• _GOALS_:
a) Translate this sentence from the Berwick talk-page discussion into Spanish: "I don't want the page locked because of one punctuation mark."
b) Rewrite the Berwick talk-page discussion from "Exclamation mark[edit]" to "13:16, 29 September 2005 (UTC)", substituting "lighthearted" for "jokey".
c) Continue the Berwick talk-page discussion from its final sentence.

Berwick is, at present, not part of England or Scotland. As far as I recall, the Wales and Berwick Act simply states that the laws that have effect in England shall have effect in Berwick. That's not the same as being an integral part of England - at best, it is a semi-intergrated territory. I think this article should be amended to reflect that, although due to my inexperience with wiki-editing, I will not be doing it myself. —Preceding unsigned comment added by (talkcontribs) 14:23, 9 October 2005

Why no mention of the massacre of the population of Berwick in the 1290s, this seems a pretty big event for the history section to miss out. Surely this is a disgrace, this event should live in infamy, not be brushed under the carpet. — Preceding unsigned comment added by (talk) 21:26, 26 August 2013 (UTC)

Berwick, Pennsylvania[edit]

Please link to Berwick, Pennsylvania as it is the sister city to Berwick-Upon-Tweed, there is an annual exchange between the two municipalities and a close relationship between the two. —Preceding unsigned comment added by (talkcontribs) 20:31, 3 December 2004

This must be an odd place to live. —Preceding unsigned comment added by (talkcontribs) 21:20, 15 January 2008

Exclamation mark[edit]

I was under the impression that exclamation marks were a Wikipedia no-no, as they don't really give a sense of NPOV. I pretty much always remove them when I see them (except when they're in things like quotes), so I'm surprised that there's dispute on this page.

I'm not sure I see how the use is 'perfectly valid' here, as, like the other examples I've found, it makes Wikipedia look like a informal, jokey encyclopaedia, which of course it isn't. BillyH 13:16, 29 September 2005 (UTC)

What makes you think exclamation marks are only for humour? Judging by some of the crap on wikipedia elsewhere, e.g. articles on every aspect of Pokemon, your talents would be better employed in other places. --MacRusgail 16:52, 29 September 2005 (UTC)

What is the name for a phobia of exclamation marks anyway? --MacRusgail 11:17, 2 October 2005 (UTC)

Literacy. - Mark 14:12, 2 October 2005 (UTC)
Indeed. MacRusgail, why have you inserted it back in again? From what I can see, MarkGallagher rewrote the section both to improve the grammar and make it so that an exclamation mark was no longer needed, and to end this (admittedly silly) war once and for all. And now you've put it back in, almost as if you're making a point.
Let's try and get a consensus on this, please. I don't want the page locked because of one punctuation mark. BillyH 15:42, 3 October 2005 (UTC)
I'd also be pleased if User:MacRusgail would temper his/her remarks on this page. Other wikipedians do not share his/her view; they are not phobic (i.e. suggesting an irrational fear of exclamation marks). Insulting people is never a way of winning arguments, and to date you have failed to set out any rationale for the mark. And whilst their talents undoubtedly are employed to good effect elsewhere on wikipedia, that does not diminish the legitimacy of their concerns in respect of this article. Like four others who have to date been involved, I would prefer not to have the exclamation mark. I think the words speak for themselves. I note that to date two users support the mark. --Tagishsimon (talk)
I am perfectly "literate", thank you, and am well aware that "!" is as valid as a means of punctuation as anything else, particularly when highlighting bizarre situation of allegedly being at war with Russia for a number of decades. That I consider to be worthy of an exclamation mark.

• _MATERIAL SHOWN_:
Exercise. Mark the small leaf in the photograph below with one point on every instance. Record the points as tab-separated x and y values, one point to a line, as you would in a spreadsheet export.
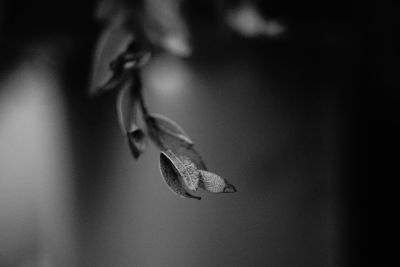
168	135
169	126
172	176
214	183
126	108
127	105
111	44
137	141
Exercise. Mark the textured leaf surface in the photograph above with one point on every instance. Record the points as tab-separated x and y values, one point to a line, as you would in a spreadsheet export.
172	176
168	135
213	183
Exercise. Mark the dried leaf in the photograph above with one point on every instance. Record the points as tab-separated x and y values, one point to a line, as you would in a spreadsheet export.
214	183
170	166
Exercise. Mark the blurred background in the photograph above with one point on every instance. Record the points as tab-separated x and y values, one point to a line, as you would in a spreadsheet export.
294	103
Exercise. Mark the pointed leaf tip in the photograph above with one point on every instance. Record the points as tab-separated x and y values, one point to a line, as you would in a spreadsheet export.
213	183
172	175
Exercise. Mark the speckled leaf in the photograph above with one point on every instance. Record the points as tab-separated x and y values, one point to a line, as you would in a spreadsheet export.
214	183
172	176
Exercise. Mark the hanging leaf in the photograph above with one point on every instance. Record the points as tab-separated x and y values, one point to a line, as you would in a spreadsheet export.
168	135
215	184
169	166
137	141
127	108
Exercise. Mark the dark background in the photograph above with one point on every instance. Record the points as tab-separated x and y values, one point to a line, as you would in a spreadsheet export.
305	126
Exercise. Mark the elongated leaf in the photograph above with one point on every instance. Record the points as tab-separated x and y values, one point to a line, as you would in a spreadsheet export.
171	127
112	43
168	135
127	109
137	141
186	168
215	184
172	176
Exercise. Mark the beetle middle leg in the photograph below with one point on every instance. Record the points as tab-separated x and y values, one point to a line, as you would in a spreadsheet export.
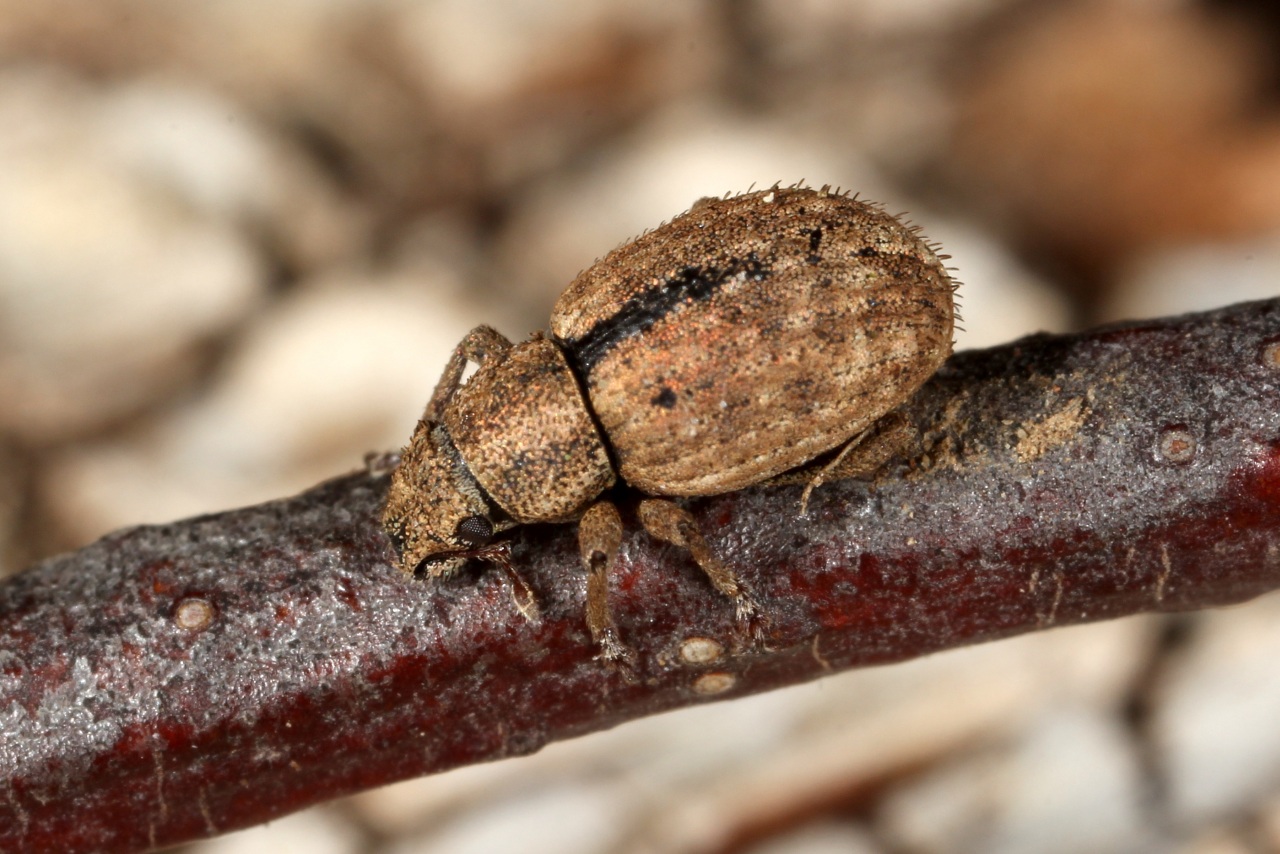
863	456
599	534
476	347
676	525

• _EXPECTED RESPONSES_:
a) No quiero que la página se bloquee por un solo signo de puntuación.

b)
Exclamation mark[edit]

I was under the impression that exclamation marks were a Wikipedia no-no, as they don't really give a sense of NPOV. I pretty much always remove them when I see them (except when they're in things like quotes), so I'm surprised that there's dispute on this page.

I'm not sure I see how the use is 'perfectly valid' here, as, like the other examples I've found, it makes Wikipedia look like a informal, lighthearted encyclopaedia, which of course it isn't. BillyH 13:16, 29 September 2005 (UTC)

c)
Again, if you think Wikipedia is not "jokey", I suggest you go visit the reams of pages about trash culture, computer games, non-notable popgroups etc etc. You'll find exclamation marks, spelling errors, horrific grammar, and abysmal translation galore out there. --MacRusgail 15:39, 4 October 2005 (UTC) p.s. No personal insults have been tendered.
I'm not going to argue over an exclamation mark (lamest edit war since Lincoln's Darwinist birthday!), but I'd like to point out that you're explicitly referring to poor writing as an example for good writing to follow. I don't think you'll be convincing Mark, Billy, or Tagishsimon with that. --fuddlemark (fuddle me!) 16:19, 4 October 2005 (UTC)
The thing you appear to be missing is that in highlighting [a] bizarre situation you are by your own explanation expressing a point of view. Why not let the readership judge for themselves whether they think a thing is bizarre or not? That is one essence of NPOV. --Tagishsimon (talk)
So you think it is not bizarre for a small town of under twenty thousand to be technically at war with the world's largest state for much of the twentieth century, while the rest of the UK is not? Most people would consider that somewhat bizarre. Or perhaps you consider that normal, perchance. --MacRusgail 15:06, 5 October 2005 (UTC) p.s. Would strongly recommend exercising NPOV tactics on Pokemon articles (please).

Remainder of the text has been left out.